View Full Version : Valve Guides
manelord
09-06-2009, 04:14 PM
Can anyone advise me how much is a fair price to pay for Valve Guide repairs on a 3lt 2nd Gen Verada, she puffs out a little smoke on start up, and after running for a little while.
My Mech. says it would be a major job, so any help would be much appreciated.
magna buff
09-06-2009, 04:19 PM
a guess
how many km has this motor done ?
to do all the valve guides on heads should be about $1000
the (blocks)edit heads have to be heated and refitted with new valve guides
you could just have the valve stem seals replaced to see if that reduces the smoke
that way the heads dont have to come off
the seals can be replaced quite quickly
Magna diver
09-06-2009, 04:26 PM
Agree with Magna Buff. Ask your mechanic if he can change the valve stem seals without removing the heads ie: compressed air line fitting in the spark plug hole & compressed air to hold the valve shut whilst using a spring compressor to compress the springs in situ.
Madmagna
09-06-2009, 04:40 PM
To change the guides you do not heat the block you heat the heads, the guides are in the heads not the block, typo I am sure
The stem seals are very well known on the second gens for going hard and then you get that puff
These are not hard to do on car, have done more sets than I have had hot meals lol
Mrmacomouto
09-06-2009, 08:10 PM
These are not hard to do on car, have done more sets than I have had hot meals lol
Time for a new partner.
Stupid question, what are valve guides?
Magna diver
09-06-2009, 08:26 PM
Valve guides are the part of the head that the valve stems run up and down in as the valves open and close. Once the valve guides are machined the valve seats are machined to match the guides so as to ensure correct alignment of the valve sealing face to the head. On cast iron heads they are usually machined into the head during manufacture. On aluminium heads they are an insert which is fitted into the head during manufacture therefore allowing the valve stem to run up and down in a grade of material more compatible to the valve than the aluminium cylinder head material. In short-replacing valve guides in an aluminium head = heads off, guides replaced & reamed as required, valve seats re-machined / re aligned to new guides, valves with worn stems replaced, valve stem seals replaced etc = approx $1000.00
Cheers
Elwyn
09-06-2009, 10:50 PM
Yep, basically whay Magna diver has said....
if your heads are a lump of softish alloy, and your valves are fairly hard metal to withstand heat and compression/detonation - it makes sense that the hard thin rod which is the valve "stem" would chew through the alloy as valves move up and down a zillion times every time you make a trip to the shops for milk.
The valve GUIDE is a tube of harder metal let into the soft alloy of the head, so that valve stem has something durable to rub against. On the "outside" end of the valve guide (ie: away from the combustion chamber) the Valve Stem Seals are a flexible material pressing on the thin rod Valve Stem and also sealing against the Valve Guide - the idea being to keep oil from running excessively down the lengthof the valve stem and being burnt in combustion chamber leading to smokey exhaust.
Now if the Valve GUIDES (the tube of harder metal let into the softish alloy head, remember) if these guides are worn, they let the thin valve stem (like a bit of rod) have too much slop in the guide....... may even "wobble" - so if guides are worn, not even the most-super-duper-brand-new set of Valve Stem Seals will cope with the excessive movement. A decent and honest mechanic will assess whether the guides are worn beyond the ability of new seals to cope.
__________
## Work to be completed
From the valve guide forum thread, copy the part that opens with the words containing "if your heads" and closes with "to smokey exhaust.". The material after this thread comes from a different source.

## Raw data
__________
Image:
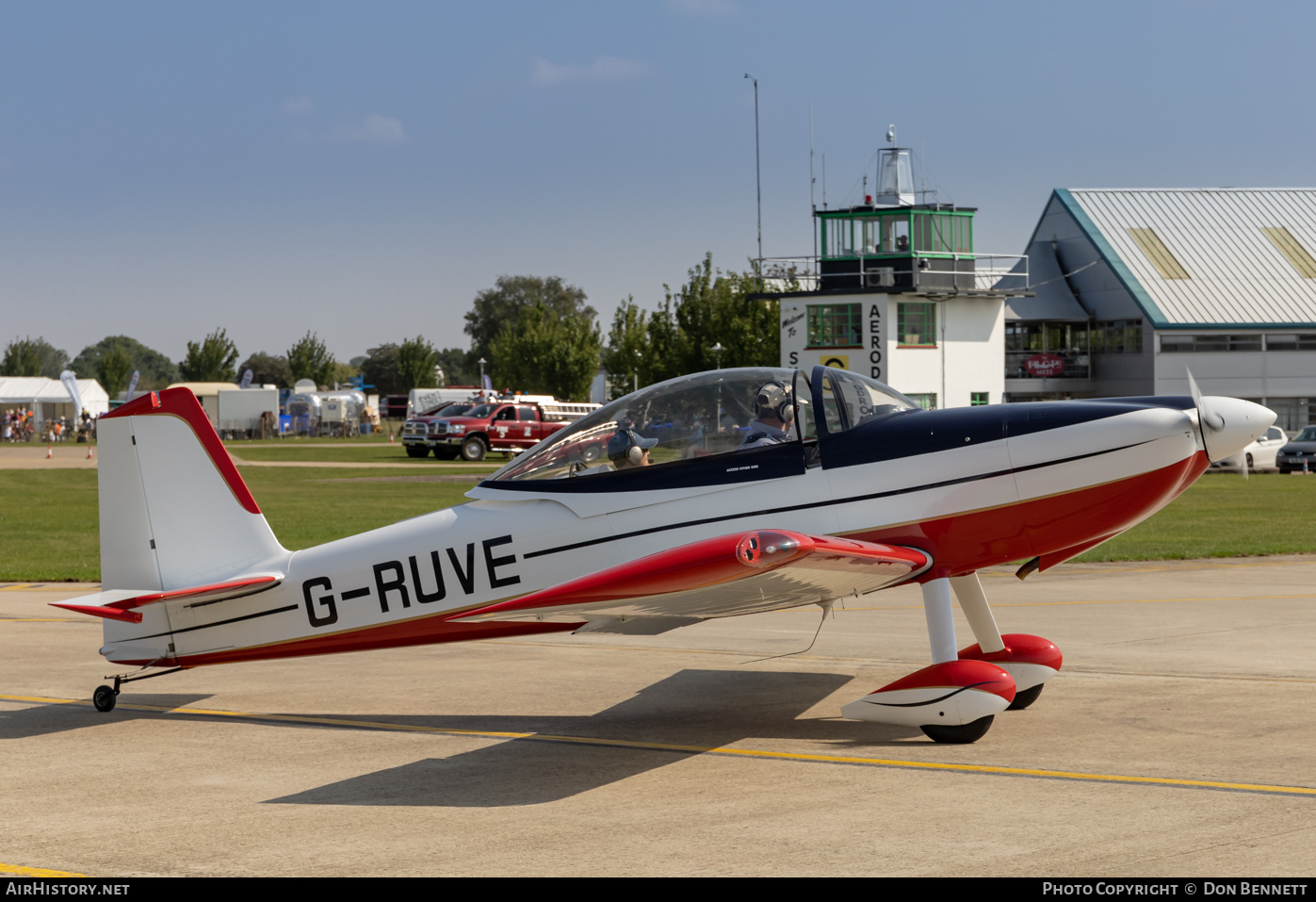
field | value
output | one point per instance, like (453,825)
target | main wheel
__________
## Task result
if your heads are a lump of softish alloy, and your valves are fairly hard metal to withstand heat and compression/detonation - it makes sense that the hard thin rod which is the valve "stem" would chew through the alloy as valves move up and down a zillion times every time you make a trip to the shops for milk.
The valve GUIDE is a tube of harder metal let into the soft alloy of the head, so that valve stem has something durable to rub against. On the "outside" end of the valve guide (ie: away from the combustion chamber) the Valve Stem Seals are a flexible material pressing on the thin rod Valve Stem and also sealing against the Valve Guide - the idea being to keep oil from running excessively down the lengthof the valve stem and being burnt in combustion chamber leading to smokey exhaust.